Source records:
========================

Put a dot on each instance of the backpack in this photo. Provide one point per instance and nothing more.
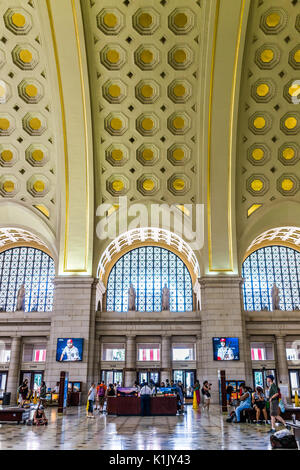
(283, 440)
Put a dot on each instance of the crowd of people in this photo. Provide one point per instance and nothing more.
(98, 394)
(27, 398)
(261, 401)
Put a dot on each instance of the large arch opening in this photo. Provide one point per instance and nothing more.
(273, 258)
(25, 260)
(149, 269)
(149, 258)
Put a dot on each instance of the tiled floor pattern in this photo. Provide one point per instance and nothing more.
(194, 430)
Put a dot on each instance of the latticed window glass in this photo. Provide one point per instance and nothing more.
(149, 268)
(263, 268)
(31, 267)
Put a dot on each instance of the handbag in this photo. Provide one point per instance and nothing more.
(281, 406)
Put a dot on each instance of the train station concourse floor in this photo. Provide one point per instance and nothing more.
(195, 430)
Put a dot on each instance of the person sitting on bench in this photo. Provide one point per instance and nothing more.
(245, 402)
(145, 399)
(259, 403)
(39, 418)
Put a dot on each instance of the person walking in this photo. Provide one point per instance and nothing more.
(274, 403)
(91, 399)
(245, 402)
(23, 391)
(145, 399)
(43, 393)
(206, 394)
(197, 392)
(101, 395)
(259, 404)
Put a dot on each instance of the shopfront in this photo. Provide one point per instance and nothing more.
(294, 381)
(112, 377)
(187, 377)
(148, 376)
(3, 382)
(260, 376)
(34, 379)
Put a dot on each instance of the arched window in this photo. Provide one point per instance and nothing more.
(263, 268)
(148, 268)
(31, 267)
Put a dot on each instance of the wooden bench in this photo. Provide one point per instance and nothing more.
(11, 415)
(296, 431)
(250, 414)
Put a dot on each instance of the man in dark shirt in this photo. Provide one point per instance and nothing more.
(274, 403)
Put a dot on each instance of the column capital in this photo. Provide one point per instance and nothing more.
(130, 337)
(166, 336)
(220, 280)
(280, 336)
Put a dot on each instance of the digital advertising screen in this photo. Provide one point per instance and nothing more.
(226, 349)
(69, 349)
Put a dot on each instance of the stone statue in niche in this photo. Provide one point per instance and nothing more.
(21, 299)
(165, 298)
(275, 298)
(131, 298)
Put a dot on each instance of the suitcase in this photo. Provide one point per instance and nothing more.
(283, 440)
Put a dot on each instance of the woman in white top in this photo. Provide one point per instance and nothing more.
(91, 399)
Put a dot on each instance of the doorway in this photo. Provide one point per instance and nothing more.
(260, 377)
(148, 376)
(3, 382)
(187, 377)
(294, 381)
(112, 377)
(34, 379)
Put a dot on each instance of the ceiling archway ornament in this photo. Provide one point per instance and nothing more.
(286, 236)
(268, 121)
(27, 126)
(147, 236)
(14, 237)
(144, 63)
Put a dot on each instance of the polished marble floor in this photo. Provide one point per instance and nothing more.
(193, 430)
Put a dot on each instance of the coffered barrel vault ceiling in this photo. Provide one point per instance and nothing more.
(27, 141)
(268, 166)
(143, 60)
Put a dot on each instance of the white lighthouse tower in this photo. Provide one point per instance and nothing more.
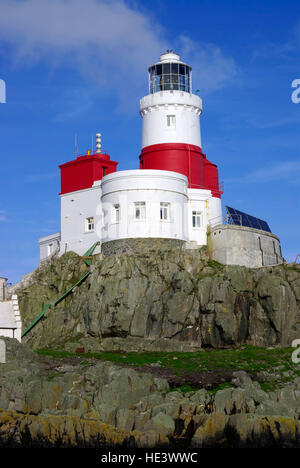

========================

WHAT YOU NEED TO DO: Restate the records above word for word. Skip every picture.

TASK OUTPUT:
Put a dot on each instance of the backpack in this photo. Provide one point per instance and nothing more.
(283, 440)
Put a dot on each instance of the crowd of people in this photo. Provide one point per instance and nothing more.
(98, 394)
(27, 398)
(261, 401)
Put a dot on each instance of the large arch opening in this photo. Provide one point per instance and nothing more.
(273, 258)
(25, 260)
(149, 269)
(149, 258)
Put a dot on each instance of the tiled floor pattern in this photo. Provide one point per instance and nothing more.
(194, 430)
Put a dot on each instance of the latticed window glass in this photo. Provide one point per instance and nothing more.
(149, 268)
(263, 268)
(31, 267)
Put a dot on each instance of the handbag in this photo. Provide one point per instance and nothing more.
(281, 406)
Put a dot on each instance of the train station concourse floor in this photo. Provide one point per instance and nothing more.
(195, 430)
Put a dot on each instance of the person sitting on bench in this photo. Provide one point per instance and nothing more.
(245, 402)
(145, 399)
(259, 403)
(39, 418)
Put a dot on each instance of the person walking in this photo. Provide one point per instance and nothing more.
(274, 403)
(91, 399)
(245, 402)
(23, 391)
(145, 399)
(43, 393)
(206, 394)
(197, 392)
(101, 395)
(259, 404)
Put a dot on each instance of the shopfront in this photo. Provide one point per instance and nothing more.
(294, 381)
(112, 377)
(187, 377)
(148, 376)
(3, 382)
(260, 376)
(34, 379)
Put a dot on each instance of the arched window in this photo. Provide one point per instance and nothing more.
(263, 268)
(148, 268)
(31, 267)
Put a dot on each instance of the wooden bench in this photo. Provide one point per instance and nothing more.
(11, 415)
(296, 431)
(250, 414)
Put a dot on each instance of the man in dark shirt in this photo. Provide one point per instance and nothing more.
(274, 403)
Put a dot on each instance of the column capital in this photo. Provide one point per instance and nothing more.
(130, 337)
(166, 336)
(220, 280)
(280, 336)
Put a dot on each instance of the digital advertising screen in this photo. Provide one point per instance and nothing more.
(226, 349)
(69, 349)
Put a dot on each instance of the stone statue in niche in this photo. Provide one point per instance and nothing more.
(21, 299)
(165, 298)
(275, 298)
(131, 298)
Put a dot on each instance of the suitcase in this photo. Provide one point per instance and nothing more.
(283, 440)
Put a dot on each instance of the woman in white top in this photo. Provide one point per instance and nothing more.
(91, 399)
Put a dot on each instance of the doorway in this photo. Provide one point per instance and nothing more.
(260, 377)
(148, 376)
(3, 382)
(187, 377)
(294, 381)
(112, 377)
(34, 379)
Put a dot on each instance of the ceiling archway ornament in this photo. Provide one point per instance and nothing more.
(286, 236)
(268, 121)
(27, 126)
(147, 236)
(14, 237)
(144, 63)
Put a dot on each instance of the polished marble floor in this photo. Provide one point per instance and nothing more.
(193, 430)
Put a dot on each instance of the coffered barrel vault ceiling in this photo. Provide one point per instance and nothing more.
(27, 141)
(268, 166)
(143, 60)
Put a dot on each instance of the white lighthouse tower in this photo. Provide one point per instance and nothing more.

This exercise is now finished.